> About this task:
Print every entry exactly as it appears, but skip the pictures.

Phrase grounding data
════════════════
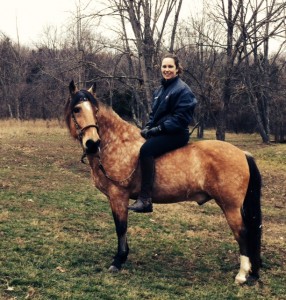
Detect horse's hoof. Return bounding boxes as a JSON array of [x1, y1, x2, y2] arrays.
[[108, 265, 119, 273], [234, 274, 247, 285]]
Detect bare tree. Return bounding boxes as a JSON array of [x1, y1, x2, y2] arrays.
[[209, 0, 286, 142], [1, 0, 285, 139], [176, 2, 226, 138], [0, 34, 29, 119], [238, 0, 286, 143], [212, 0, 243, 140], [81, 0, 185, 123]]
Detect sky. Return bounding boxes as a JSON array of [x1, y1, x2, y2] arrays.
[[0, 0, 76, 46], [1, 0, 282, 53], [0, 0, 198, 47]]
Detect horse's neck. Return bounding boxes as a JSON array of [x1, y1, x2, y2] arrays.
[[91, 104, 142, 183], [97, 104, 141, 151]]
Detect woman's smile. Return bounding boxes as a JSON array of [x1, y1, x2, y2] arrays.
[[161, 57, 178, 80]]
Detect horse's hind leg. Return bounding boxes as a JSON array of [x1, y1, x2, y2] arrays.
[[222, 207, 251, 284]]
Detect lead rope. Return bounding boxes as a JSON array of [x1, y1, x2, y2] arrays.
[[81, 151, 87, 164]]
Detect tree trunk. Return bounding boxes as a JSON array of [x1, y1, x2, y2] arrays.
[[251, 96, 270, 143], [216, 108, 226, 141], [169, 0, 183, 53]]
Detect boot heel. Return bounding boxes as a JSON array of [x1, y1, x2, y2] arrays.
[[128, 197, 153, 213]]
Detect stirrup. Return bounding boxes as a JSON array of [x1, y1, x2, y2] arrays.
[[128, 198, 153, 213]]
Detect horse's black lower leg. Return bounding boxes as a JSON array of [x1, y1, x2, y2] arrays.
[[235, 224, 261, 284], [109, 212, 129, 272], [238, 228, 248, 257], [111, 234, 129, 270], [222, 207, 253, 284], [234, 227, 253, 284], [239, 226, 262, 279]]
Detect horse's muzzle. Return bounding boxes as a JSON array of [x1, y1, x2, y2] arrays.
[[85, 139, 101, 154]]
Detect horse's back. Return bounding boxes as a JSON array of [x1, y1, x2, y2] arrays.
[[153, 140, 249, 206]]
════════════════
> Task result:
Detect horse's hoof. Return bounding boxes as a JSON array of [x1, y1, x2, y2] arrays.
[[108, 265, 119, 273], [234, 274, 247, 285]]
Detect bare tree. Return bounding boxes as a JSON array of [x1, y1, x2, y2] arrays.
[[209, 0, 286, 142], [1, 0, 285, 139], [176, 2, 226, 138], [0, 34, 29, 119], [238, 0, 286, 143], [212, 0, 243, 140], [81, 0, 185, 123]]
Detect sky. Return bounding boxes as a JSON array of [x1, y1, x2, y2] arrays.
[[0, 0, 76, 46], [1, 0, 282, 53], [0, 0, 198, 47]]
Detect horse's neck. Return bounding boxes as a JSON array of [x1, y1, x2, y2] arrays.
[[91, 104, 142, 183], [97, 104, 141, 151]]
Detect woman's smile. Return bounding boxes as a JSON array of [x1, y1, x2, y2] arrays.
[[161, 57, 178, 80]]
Detect horse's hind leg. Return bounding boxes as a JSON array of [x1, y1, x2, y2] arrays.
[[222, 207, 251, 284]]
Detect lead rope. Return bounding boxes as a JSON array of [x1, y1, x2, y2] arrays.
[[81, 151, 87, 164]]
Detect tree trunk. Return bounding boxes as a JSON array of [x1, y1, x2, y2] arrays.
[[251, 96, 270, 143], [216, 108, 226, 141], [169, 0, 183, 53]]
Detect boot heel. Return bounding boxes as a JSON array of [x1, y1, x2, y2] arrays.
[[128, 197, 153, 213]]
Detect stirrup. Return bounding boxes as a JSON array of [x1, y1, x2, y2] arrays.
[[128, 198, 153, 213]]
Detect horse's black lower leg. Return bounding boxes as a JSON array of [x1, y1, x2, y2] arrays.
[[235, 224, 261, 284], [109, 212, 129, 272], [238, 228, 248, 257], [111, 234, 129, 270], [222, 207, 253, 284], [234, 227, 253, 284], [239, 226, 262, 279]]
Detect horse's muzzle. Return bounding boxes as a JSON array of [x1, y1, x2, y2] arrays.
[[85, 139, 101, 154]]
Detect horse's back. Return bounding boxes as a JSON array of [x1, y1, x2, y2] arrays.
[[153, 140, 249, 206]]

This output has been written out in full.